- _CONSIGNE_: Rédigez la suite du texte sur le refus du conservateur de radier une inscription de privilège, en reprenant juste après sa dernière phrase.

- _TEXTE FOURNI_:
——————
Refus de radier. - Contestation.
Procédure instituée par l'art. 26 du décret du 4 janvier 1955, inapplicable.

RADIATIONS.

Mainlevée judiciaire :
I. - Radiation prescrite par une ordonnance de référé.
Exécution impossible.

II. - Radiation prescrite par une ordonnance du Président du tribunal statuant en exécution des art. 54 et 55 du Code de Procédure Civile.
Exécution possible.
III. - Décision de justice ordonnant la radiation non passée en force de chose jugée.
Art. 2157 du code Civil non abrogé par le décret du 28 août 1972.

ARRET DE LA COUR D'APPEL DE PARIS (14° ch., section A) DU 17 NOVEMBRE 1976

Faits. - En 1975, le Président du Tribunal de Grande Instance de Chartres, statuant sur un litige entre parties, a rendu une ordonnance prescrivant la radiation d'une inscription de privilège de vendeur, prise au profit de Mme Georges, contre les époux Albano.

Requis de procéder à cette radiation, le Conservateur s'y est refusé, objectant que le Président du Tribunal, statuant comme juge des référés, est incompétent pour ordonner la radiation d'une inscription de privilège ou d'hypothèque, étant donné que les ordonnances de référé, qui ont un caractère provisoire et ne sont pas revêtues de l'autorité de la chose jugée, ne satisfont pas aux exigences de l'art. 2157 du Code Civil.

A la suite de ce refus, les époux Albano ont assigné le Conservateur devant le Président du Tribunal de Grande Instance de Chartres, en vue de le faire condamner à procéder à la radiation requise.

Statuant sur cette demande, par une ordonnance du 16 avril 1976, le Président " tenant l'audience des référés " a prescrit au Conservateur de radier l'inscription en cause dans les huit jours de la signification de sa décision et à condamné notre collègue aux dépens.
——————
- _LIGNES DE DONNÉES_:
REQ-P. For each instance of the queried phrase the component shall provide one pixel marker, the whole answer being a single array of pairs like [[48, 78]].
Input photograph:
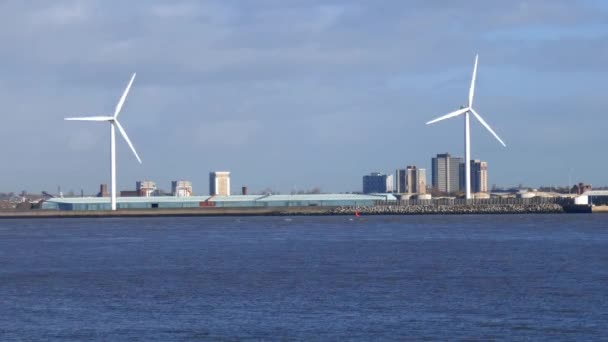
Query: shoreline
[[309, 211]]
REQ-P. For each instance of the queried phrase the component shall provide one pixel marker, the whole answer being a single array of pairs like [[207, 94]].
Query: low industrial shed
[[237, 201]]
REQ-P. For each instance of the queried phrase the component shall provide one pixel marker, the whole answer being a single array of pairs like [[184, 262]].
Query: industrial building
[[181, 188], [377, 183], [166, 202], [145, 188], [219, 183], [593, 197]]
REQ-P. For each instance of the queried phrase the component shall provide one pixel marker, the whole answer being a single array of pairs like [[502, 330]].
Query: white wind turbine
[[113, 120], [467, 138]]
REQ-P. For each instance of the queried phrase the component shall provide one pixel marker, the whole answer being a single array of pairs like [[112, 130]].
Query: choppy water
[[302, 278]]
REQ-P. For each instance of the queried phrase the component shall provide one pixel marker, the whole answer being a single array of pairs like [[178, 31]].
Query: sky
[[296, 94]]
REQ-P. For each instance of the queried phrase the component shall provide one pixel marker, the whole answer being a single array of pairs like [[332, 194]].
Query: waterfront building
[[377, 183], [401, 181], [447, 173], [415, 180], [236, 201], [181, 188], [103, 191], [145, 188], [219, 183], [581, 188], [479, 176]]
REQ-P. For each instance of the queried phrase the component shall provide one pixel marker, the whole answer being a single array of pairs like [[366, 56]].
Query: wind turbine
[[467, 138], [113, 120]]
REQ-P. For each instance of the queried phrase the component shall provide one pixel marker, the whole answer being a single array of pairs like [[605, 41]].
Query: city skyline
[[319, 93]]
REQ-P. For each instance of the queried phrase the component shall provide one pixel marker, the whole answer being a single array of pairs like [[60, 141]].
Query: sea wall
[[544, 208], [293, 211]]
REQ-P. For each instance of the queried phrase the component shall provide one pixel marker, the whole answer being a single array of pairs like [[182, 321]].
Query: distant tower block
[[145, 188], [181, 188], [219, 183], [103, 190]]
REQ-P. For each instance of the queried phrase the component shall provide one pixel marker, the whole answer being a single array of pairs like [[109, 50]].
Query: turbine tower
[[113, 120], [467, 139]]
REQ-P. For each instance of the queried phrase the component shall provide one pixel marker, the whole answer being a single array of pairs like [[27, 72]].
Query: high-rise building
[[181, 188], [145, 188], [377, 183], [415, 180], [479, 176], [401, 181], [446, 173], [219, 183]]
——————
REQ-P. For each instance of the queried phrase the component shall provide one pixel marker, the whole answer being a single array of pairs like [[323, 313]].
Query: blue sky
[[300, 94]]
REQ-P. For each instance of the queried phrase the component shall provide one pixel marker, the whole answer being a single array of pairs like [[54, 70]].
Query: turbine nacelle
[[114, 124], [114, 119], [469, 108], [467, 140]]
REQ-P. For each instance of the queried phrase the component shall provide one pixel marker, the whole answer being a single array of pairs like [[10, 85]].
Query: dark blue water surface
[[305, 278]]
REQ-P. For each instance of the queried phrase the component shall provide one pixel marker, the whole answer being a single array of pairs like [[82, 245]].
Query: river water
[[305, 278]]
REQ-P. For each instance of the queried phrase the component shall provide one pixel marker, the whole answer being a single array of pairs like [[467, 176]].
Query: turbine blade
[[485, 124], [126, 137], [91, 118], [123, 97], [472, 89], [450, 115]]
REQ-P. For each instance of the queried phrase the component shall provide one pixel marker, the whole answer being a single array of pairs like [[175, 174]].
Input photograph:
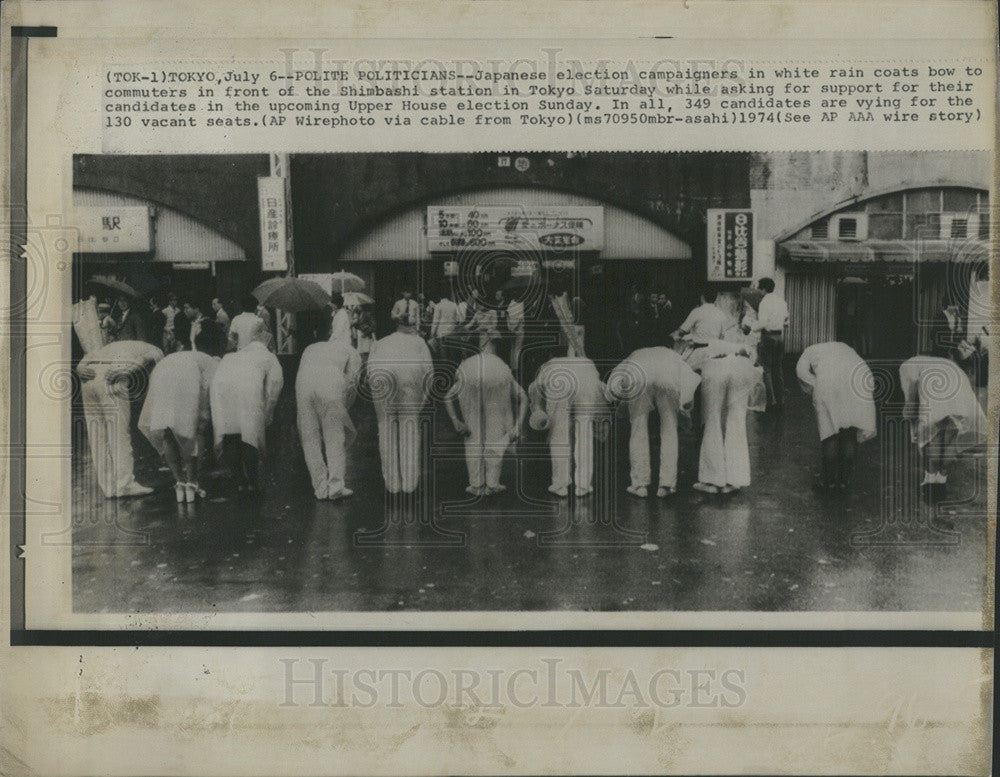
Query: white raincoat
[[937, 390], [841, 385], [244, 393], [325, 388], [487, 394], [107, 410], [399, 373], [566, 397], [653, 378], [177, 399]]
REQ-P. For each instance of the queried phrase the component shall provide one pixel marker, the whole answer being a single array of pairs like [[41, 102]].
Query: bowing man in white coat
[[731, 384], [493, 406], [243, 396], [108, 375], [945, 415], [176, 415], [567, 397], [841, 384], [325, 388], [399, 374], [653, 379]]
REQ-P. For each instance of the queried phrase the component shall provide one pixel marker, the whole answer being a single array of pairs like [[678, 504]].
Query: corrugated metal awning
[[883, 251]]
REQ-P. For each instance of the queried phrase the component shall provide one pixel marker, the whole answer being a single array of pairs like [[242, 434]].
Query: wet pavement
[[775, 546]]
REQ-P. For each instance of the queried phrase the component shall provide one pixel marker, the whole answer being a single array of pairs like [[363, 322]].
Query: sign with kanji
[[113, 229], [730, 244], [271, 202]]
——————
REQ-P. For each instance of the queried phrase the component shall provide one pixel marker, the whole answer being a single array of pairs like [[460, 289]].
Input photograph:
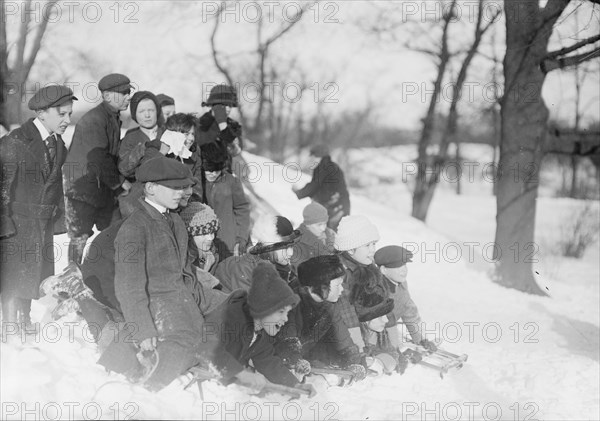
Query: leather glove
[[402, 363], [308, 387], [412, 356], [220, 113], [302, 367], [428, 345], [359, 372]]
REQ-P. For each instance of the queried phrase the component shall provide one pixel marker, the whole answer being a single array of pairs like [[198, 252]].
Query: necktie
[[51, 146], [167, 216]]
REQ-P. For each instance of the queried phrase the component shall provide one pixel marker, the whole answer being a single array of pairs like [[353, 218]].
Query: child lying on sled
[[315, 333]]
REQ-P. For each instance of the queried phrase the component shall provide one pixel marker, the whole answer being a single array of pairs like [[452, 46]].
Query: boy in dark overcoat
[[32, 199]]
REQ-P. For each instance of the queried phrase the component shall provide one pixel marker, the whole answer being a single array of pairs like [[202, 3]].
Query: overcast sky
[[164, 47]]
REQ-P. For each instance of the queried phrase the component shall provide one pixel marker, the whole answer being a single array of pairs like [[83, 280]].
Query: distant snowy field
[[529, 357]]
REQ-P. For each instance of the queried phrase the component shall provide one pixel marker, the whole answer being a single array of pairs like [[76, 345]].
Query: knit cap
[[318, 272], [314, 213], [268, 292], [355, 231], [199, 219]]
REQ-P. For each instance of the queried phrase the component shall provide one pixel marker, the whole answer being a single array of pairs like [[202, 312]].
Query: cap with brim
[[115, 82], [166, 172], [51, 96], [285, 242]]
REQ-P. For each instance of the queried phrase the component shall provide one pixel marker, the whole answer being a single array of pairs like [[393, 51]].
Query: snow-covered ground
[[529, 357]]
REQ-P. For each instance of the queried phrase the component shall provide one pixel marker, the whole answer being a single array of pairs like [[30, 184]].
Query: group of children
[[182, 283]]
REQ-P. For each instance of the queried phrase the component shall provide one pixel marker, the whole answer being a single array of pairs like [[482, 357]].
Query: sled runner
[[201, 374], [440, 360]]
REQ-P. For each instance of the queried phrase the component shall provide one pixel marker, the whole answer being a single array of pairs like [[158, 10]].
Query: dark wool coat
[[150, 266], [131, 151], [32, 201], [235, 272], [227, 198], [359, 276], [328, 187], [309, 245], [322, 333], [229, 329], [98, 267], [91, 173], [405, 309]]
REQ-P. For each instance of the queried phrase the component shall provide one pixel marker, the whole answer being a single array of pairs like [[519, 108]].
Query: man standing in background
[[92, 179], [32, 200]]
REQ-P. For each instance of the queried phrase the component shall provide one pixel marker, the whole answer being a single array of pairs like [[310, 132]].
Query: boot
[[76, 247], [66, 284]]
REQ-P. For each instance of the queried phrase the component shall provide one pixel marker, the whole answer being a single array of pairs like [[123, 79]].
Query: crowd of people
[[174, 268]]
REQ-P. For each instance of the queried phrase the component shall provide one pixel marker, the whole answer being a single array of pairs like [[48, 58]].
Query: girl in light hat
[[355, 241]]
——————
- _RÉSULTAT OBTENU_:
Ce dernier a interjeté appel contre cette ordonnance et, par un arrêt du 17 novembre 1976, a pour la Cour d'Appel de Paris a accueilli ce recours et, infirmant l'ordonnance attaquée, a débouté les époux Albano de leur demande.

Cet arrêt est ainsi motivé :

" La Cour...

" Considérant que les intimés ont expressément saisi le Juge des référés sur le fondement de l'article 26 du décret du 4 janvier 1955, lequel énonce : " En cas de rejet d'une formalité de publicité par application des articles 2148, 2149 et 2154 nouveaux du Code Civil, le recours de la partie intéressée contre la décision du Conservateur des Hypothèques est portée, dans les huit jours de la notification de cette décision, devant le Président du Tribunal de Grande Instance dans le ressort duquel sont situés les immeubles. Il est statué comme en matière de référé. L'ordonnance du Tribunal de Grande Instance n'est pas susceptible d'exécution provisoire. En cas d'exercice des voies de recours, il est statué par priorité et d'extrême urgence. Dès que la décision du Juge des Référés est passée en force de chose jugée, la formalité litigieuse est, suivant le cas, soit définitivement rejetée, soit exécutée dans les conditions ordinaires, son effet remontant alors à la date du dépôt. "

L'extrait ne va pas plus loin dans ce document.